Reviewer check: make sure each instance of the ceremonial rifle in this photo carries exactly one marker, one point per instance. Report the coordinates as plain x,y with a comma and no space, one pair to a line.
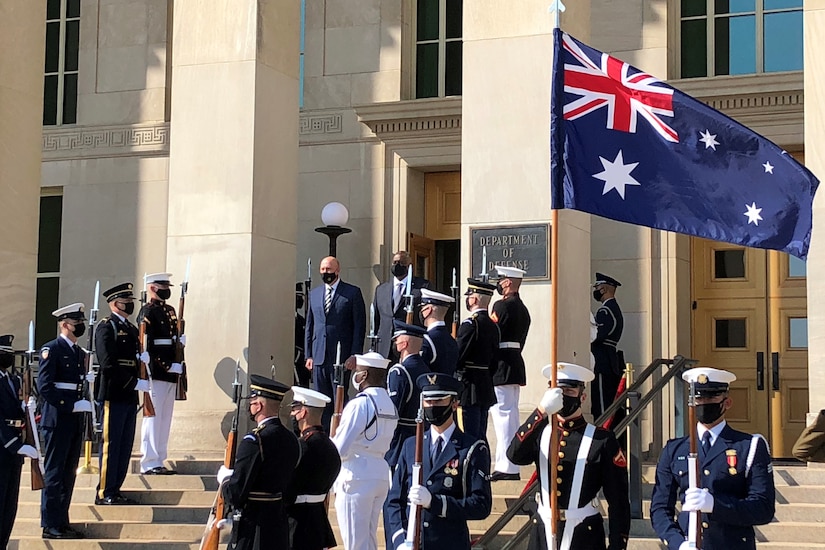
183,380
212,536
90,425
31,436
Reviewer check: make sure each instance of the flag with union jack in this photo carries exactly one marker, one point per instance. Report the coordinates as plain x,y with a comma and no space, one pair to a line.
626,146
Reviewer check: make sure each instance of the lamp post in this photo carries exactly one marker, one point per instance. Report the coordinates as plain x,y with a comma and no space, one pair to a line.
334,216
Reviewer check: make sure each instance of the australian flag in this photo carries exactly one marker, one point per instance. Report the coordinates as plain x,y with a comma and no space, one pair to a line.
626,146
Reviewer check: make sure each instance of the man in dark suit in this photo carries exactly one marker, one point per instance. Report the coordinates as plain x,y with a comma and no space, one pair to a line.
736,489
390,303
336,317
456,468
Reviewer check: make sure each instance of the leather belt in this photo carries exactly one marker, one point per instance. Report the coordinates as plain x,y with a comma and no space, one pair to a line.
310,499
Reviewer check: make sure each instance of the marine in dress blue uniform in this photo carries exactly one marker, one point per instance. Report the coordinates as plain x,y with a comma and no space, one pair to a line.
456,486
117,348
60,385
439,350
610,324
735,471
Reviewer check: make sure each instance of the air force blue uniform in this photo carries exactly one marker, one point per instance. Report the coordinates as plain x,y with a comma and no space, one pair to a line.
60,384
743,497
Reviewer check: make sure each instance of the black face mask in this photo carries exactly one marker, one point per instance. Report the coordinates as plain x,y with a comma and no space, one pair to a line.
569,405
438,415
399,270
708,413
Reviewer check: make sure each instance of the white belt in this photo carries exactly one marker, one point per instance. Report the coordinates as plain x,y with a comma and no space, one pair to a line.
310,499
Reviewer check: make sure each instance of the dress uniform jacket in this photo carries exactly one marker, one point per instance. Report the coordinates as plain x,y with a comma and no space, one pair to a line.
513,321
264,466
478,340
316,472
605,469
12,418
161,332
405,395
460,486
440,350
742,497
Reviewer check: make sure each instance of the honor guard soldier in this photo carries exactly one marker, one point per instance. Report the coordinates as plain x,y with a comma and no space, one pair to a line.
439,350
60,385
161,335
367,425
478,339
578,481
264,466
316,472
513,320
117,348
456,467
11,439
609,326
736,489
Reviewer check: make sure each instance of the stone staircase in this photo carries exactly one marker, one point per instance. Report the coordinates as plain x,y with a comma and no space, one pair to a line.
174,509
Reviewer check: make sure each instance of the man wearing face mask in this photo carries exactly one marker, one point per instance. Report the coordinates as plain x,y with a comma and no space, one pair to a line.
116,345
60,385
736,489
578,481
477,339
456,467
367,425
12,448
316,472
439,349
336,316
389,302
610,324
264,465
161,335
513,320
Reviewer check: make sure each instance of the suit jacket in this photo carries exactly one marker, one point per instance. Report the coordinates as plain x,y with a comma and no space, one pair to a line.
460,486
384,312
345,323
740,501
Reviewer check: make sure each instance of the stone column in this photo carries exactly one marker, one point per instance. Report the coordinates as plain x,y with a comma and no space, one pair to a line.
814,25
22,49
232,198
507,62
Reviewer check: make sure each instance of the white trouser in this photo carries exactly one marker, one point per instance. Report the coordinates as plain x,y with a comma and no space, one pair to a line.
506,423
154,432
357,504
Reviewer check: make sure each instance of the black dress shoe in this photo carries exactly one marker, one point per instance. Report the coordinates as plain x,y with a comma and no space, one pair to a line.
501,476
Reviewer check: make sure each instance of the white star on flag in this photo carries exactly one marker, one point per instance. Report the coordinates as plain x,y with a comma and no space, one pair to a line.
709,140
753,214
616,175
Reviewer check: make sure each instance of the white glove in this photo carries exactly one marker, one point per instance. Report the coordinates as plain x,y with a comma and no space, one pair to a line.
82,406
420,496
28,450
551,401
224,473
698,500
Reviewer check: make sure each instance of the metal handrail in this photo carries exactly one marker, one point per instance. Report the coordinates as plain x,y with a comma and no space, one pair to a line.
676,365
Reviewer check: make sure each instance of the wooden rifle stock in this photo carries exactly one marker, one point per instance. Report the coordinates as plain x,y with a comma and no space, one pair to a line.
148,407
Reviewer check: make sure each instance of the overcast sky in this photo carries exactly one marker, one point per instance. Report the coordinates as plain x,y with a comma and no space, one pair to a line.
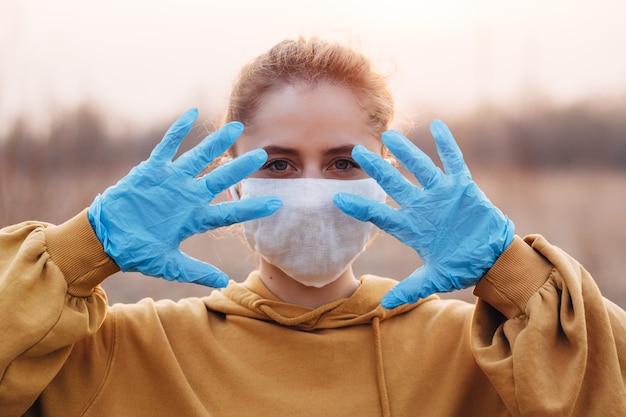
143,61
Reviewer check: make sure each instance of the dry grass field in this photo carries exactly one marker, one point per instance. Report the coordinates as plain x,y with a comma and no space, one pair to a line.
576,206
580,211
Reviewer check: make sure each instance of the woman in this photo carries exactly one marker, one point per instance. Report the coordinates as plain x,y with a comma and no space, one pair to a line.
303,336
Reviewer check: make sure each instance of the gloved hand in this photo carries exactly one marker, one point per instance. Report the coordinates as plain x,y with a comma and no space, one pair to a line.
144,217
457,232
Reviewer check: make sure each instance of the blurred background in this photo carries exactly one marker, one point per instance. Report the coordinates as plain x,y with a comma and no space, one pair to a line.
534,91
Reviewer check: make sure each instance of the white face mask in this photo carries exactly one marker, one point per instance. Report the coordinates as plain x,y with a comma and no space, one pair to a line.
309,238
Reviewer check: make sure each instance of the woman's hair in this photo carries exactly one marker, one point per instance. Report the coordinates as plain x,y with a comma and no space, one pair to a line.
310,62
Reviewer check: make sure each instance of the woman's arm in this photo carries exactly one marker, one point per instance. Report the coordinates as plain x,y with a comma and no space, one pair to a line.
49,299
546,338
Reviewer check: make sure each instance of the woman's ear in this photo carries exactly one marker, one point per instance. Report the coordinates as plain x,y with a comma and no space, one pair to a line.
233,193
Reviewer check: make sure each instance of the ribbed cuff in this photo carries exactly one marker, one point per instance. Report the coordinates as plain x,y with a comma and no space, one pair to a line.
515,277
75,249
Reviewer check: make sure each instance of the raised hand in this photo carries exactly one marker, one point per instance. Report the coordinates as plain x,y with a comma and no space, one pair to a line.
455,229
144,217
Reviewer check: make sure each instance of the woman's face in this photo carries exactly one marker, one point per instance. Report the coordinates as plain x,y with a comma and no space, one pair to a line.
309,132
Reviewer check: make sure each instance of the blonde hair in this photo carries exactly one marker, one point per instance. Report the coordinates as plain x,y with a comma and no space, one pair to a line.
310,62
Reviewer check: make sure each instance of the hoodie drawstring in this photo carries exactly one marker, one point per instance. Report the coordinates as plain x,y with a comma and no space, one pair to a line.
380,370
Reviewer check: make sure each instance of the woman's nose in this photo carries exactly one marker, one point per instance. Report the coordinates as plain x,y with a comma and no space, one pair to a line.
312,170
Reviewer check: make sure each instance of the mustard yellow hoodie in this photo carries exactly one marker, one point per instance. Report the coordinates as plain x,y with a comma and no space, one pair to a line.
540,341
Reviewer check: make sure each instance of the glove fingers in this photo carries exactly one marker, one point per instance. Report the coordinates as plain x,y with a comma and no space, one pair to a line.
225,214
184,268
197,159
388,177
413,158
449,151
234,171
168,146
366,210
419,285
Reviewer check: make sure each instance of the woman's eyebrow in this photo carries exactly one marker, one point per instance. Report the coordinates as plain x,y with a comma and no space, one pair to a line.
273,149
340,150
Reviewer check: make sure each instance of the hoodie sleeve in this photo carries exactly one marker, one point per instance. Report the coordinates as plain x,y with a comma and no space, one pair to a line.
49,299
546,338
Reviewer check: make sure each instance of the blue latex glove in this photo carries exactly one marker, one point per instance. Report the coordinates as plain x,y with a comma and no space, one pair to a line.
457,232
144,217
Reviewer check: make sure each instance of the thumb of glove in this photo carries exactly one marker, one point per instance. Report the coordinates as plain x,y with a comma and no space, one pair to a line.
182,267
420,284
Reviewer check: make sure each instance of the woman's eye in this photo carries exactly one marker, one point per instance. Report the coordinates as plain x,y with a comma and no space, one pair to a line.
278,165
343,164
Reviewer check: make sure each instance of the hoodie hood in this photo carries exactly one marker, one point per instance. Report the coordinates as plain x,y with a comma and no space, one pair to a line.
252,299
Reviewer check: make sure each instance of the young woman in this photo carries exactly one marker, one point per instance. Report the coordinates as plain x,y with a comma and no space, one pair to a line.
302,336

══════════

• **WRITTEN EXERCISE**: Revise the items above from the line containing "Reviewer check: make sure each instance of the thumb" down to the last line of the items, swapping "marker" for "dot" wherever it occurs and changing nothing else. Return only those lines.

• **ANSWER TO THIS EXERCISE**:
Reviewer check: make sure each instance of the thumb of glove in this photo carries exactly one dot, one point per instance. Report the coordinates as plain x,y with a comma and no space, one pair to a line.
182,267
420,284
Reviewer check: make sure each instance of the woman's eye in this photo carries exactly one dot, one point per instance. Report the coordinates as plain x,y with a comma and no space, one pair to a line.
278,165
343,164
Reviewer check: make sure each instance of the hoodie hood in this photo carries exactly one dot, one point per instance. Report the coordinates as plain x,y with a comma and no space, one pair to a line.
252,299
Reviewer check: make sure each instance of the young woman in this photo carries exactly one dot, one point per instance. Report the coordinates as plain x,y with a comma and no space, one pair to a line.
302,336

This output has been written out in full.